Exercise instructions ▸ What is the number of lines in these records with "small" in them? Answer with that number only.

Records from a collection ▸
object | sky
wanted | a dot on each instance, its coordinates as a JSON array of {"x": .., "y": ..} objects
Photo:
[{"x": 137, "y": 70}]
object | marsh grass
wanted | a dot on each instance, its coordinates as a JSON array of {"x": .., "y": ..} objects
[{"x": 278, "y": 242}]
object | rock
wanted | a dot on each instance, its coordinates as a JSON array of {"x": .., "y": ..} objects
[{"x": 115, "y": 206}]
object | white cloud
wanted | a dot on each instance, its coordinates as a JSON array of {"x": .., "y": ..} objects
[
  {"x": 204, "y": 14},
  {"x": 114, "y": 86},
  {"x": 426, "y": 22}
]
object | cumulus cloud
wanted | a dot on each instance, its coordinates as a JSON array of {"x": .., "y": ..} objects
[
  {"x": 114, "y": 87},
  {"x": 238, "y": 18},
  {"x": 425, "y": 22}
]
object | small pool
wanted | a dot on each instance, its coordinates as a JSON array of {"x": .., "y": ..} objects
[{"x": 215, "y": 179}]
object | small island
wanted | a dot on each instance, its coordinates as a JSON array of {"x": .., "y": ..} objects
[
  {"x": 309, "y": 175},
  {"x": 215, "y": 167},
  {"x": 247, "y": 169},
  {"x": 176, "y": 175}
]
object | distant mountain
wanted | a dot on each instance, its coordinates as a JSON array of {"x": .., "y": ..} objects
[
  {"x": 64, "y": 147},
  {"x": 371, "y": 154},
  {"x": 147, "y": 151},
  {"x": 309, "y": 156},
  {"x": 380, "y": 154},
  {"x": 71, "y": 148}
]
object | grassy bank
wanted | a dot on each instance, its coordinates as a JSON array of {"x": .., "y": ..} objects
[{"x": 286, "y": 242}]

Solution for this problem ▸ 2